**WORK INSTRUCTIONS**
Once you have read the listing, print all of it word for word.
::::
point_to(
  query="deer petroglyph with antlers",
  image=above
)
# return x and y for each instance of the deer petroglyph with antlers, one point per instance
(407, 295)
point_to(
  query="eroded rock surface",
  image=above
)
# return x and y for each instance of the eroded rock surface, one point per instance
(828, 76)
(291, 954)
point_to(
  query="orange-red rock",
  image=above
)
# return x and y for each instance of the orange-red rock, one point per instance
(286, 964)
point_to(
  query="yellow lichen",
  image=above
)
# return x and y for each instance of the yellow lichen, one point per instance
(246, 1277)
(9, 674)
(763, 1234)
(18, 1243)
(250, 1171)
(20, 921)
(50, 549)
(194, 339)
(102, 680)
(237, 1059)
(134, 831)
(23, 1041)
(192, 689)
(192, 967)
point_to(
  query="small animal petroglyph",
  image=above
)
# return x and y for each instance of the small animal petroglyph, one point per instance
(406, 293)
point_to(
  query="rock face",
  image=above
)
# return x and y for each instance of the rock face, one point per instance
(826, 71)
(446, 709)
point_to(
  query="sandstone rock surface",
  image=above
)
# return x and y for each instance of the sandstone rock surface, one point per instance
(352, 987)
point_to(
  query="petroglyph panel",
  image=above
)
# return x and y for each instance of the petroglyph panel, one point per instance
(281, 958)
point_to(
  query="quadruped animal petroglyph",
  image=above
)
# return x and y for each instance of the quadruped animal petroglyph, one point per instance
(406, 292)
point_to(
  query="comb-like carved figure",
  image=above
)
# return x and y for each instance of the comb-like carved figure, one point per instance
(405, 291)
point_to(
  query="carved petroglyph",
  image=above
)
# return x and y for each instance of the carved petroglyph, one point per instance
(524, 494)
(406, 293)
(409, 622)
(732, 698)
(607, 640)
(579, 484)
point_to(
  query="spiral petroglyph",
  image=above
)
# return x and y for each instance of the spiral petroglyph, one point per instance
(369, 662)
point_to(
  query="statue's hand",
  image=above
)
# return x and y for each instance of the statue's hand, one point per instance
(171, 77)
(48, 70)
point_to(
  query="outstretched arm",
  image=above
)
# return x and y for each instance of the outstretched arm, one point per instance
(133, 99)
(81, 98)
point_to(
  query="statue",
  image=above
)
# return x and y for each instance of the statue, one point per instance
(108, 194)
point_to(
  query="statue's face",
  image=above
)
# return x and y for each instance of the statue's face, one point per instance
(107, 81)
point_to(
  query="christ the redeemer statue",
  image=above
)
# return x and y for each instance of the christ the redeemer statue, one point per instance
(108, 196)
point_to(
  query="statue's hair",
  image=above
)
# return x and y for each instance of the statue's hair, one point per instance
::::
**SOLUTION TO THE PROBLEM**
point_to(
  query="deer petroglyph with antlers",
  image=above
)
# return x and y for each instance of the deer petroglyph with antlers, one point per instance
(407, 295)
point_to(
  query="eroded rock surface",
  image=above
)
# return x and y for each instance of the eroded rock surface, one point per instance
(828, 76)
(291, 954)
point_to(
  query="orange-red rock",
  image=above
)
# return x and y for each instance of the orange-red rock, one point per instance
(286, 964)
point_to(
  query="yellow lichen",
  image=above
)
# return x and y for each instance of the yellow lichen, one point per instance
(246, 1277)
(9, 674)
(763, 1234)
(18, 1243)
(250, 1171)
(20, 921)
(50, 549)
(194, 339)
(102, 680)
(237, 1059)
(134, 831)
(23, 1041)
(192, 689)
(192, 967)
point_to(
  query="small animal petroglyph",
  image=above
)
# return x and y for each instance of the small animal petroglyph, one point per instance
(406, 293)
point_to(
  query="rock face",
  image=above
)
# return x and y for each instance of the rock face, one point per instance
(826, 71)
(446, 709)
point_to(
  query="sandstone rock surface",
  image=above
)
# return x and y for each instance of the sandstone rock surface, one point per instance
(352, 987)
point_to(
  query="petroglyph panel",
  image=above
)
# return x and y for each instance of the petroglyph panel, one point per instance
(281, 958)
point_to(
  query="quadruped animal petroglyph",
  image=above
)
# return x and y for each instance of the quadruped animal petroglyph, one point per instance
(406, 292)
point_to(
  query="comb-like carved figure",
  image=above
)
# return x and y for each instance of the comb-like carved figure, one point per instance
(405, 291)
point_to(
  query="carved petroglyph",
  image=above
)
# return x and y for each instance of the carved petroglyph, one point per instance
(524, 494)
(406, 293)
(409, 622)
(732, 698)
(607, 640)
(579, 484)
point_to(
  query="spiral petroglyph",
  image=above
)
# return x and y for each instance of the spiral petroglyph, one point per instance
(369, 662)
point_to(
  query="statue's hand",
  image=above
)
# return x and y for each instance of the statue's hand, one point per instance
(171, 77)
(48, 70)
point_to(
  query="outstretched arm",
  image=above
)
# return x and y for each instance of the outstretched arm, one point per instance
(133, 99)
(81, 98)
point_to(
  query="statue",
  image=above
)
# return x and y for each instance of the statue, one point per instance
(108, 194)
point_to(
  query="statue's face",
  image=above
)
# return x and y for each instance of the statue's face, one point per instance
(107, 81)
point_to(
  query="christ the redeemer statue",
  image=above
)
# return x and y for each instance of the christ the redeemer statue, one point per instance
(108, 196)
point_to(
  query="statue's hair",
  image=above
)
# return x and y for each instance of the statue's hair, one point per instance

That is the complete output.